-- What you should do --
Copy the passage of the dog-picture thread below, starting at "Daddy and his" and ending at "husbands stinky shoes.", and switch "Abby" to "Daisy".

[BEGIN Page excerpt]

# Funny Dog Pictures!



## Apdfranklin (Jun 23, 2008)

Does anyone have any funny pictures of the their dogs.. if so post them up!


----------



## rannmiller (Jun 27, 2008)

Cricket likes to wink at me









Pennywise stole my glasses.


----------



## Apdfranklin (Jun 23, 2008)

I love the one with the glasses... Its classic!


----------



## fostermom (Jul 4, 2008)

We foster for a rescue. Here is my golden in a "puppy sandwich"


----------



## Apdfranklin (Jun 23, 2008)

Is that actually 3 dogs in the first picture? :smile:


----------



## fostermom (Jul 4, 2008)

GreenDog said:


> Is that actually 3 dogs in the first picture? :smile:


Yes. He isn't squishing the puppy, it is under his ear. He adores when we have foster puppies in the house. LOL.

Here is a better angle:


----------



## Apdfranklin (Jun 23, 2008)

What a great picture.


----------



## Kalina174 (Jul 15, 2008)

*Simle!*

Daddy and his baby have the same expression...lol. And there is Jass being cuddly. lol


----------



## domari (Jun 17, 2008)

When Abby was a puppy she liked to sleep with her head in my husbands stinky shoes.


----------



## Apdfranklin (Jun 23, 2008)

This looks like one of my JRT's but usually he is looking for a tennis ball he shoved in my shoe.


----------

[END Page excerpt]
[BEGIN Raw data]

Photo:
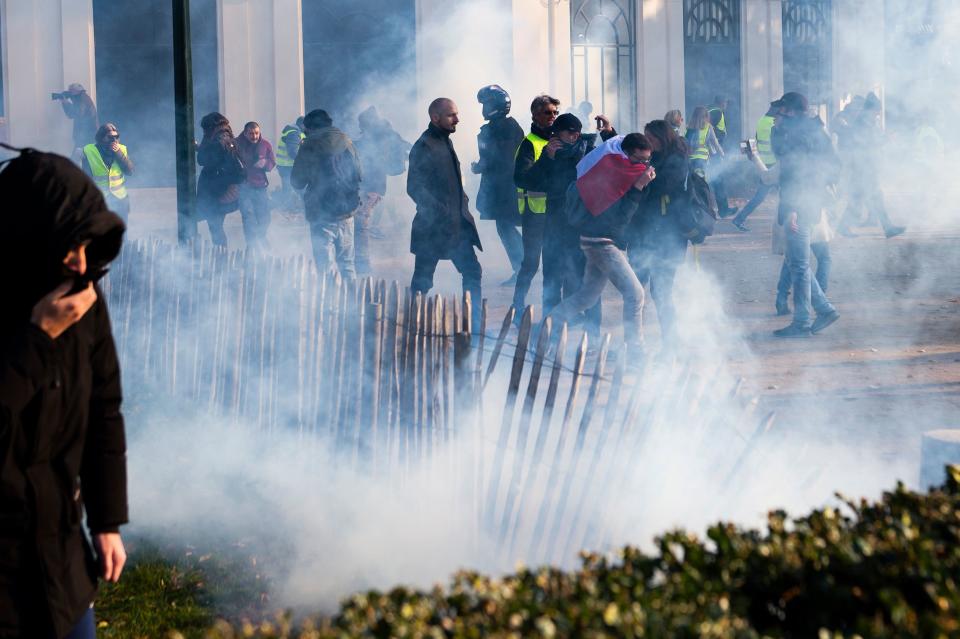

[END Raw data]

-- Output for this task --
Daddy and his baby have the same expression...lol. And there is Jass being cuddly. lol


----------



## domari (Jun 17, 2008)

When Daisy was a puppy she liked to sleep with her head in my husbands stinky shoes.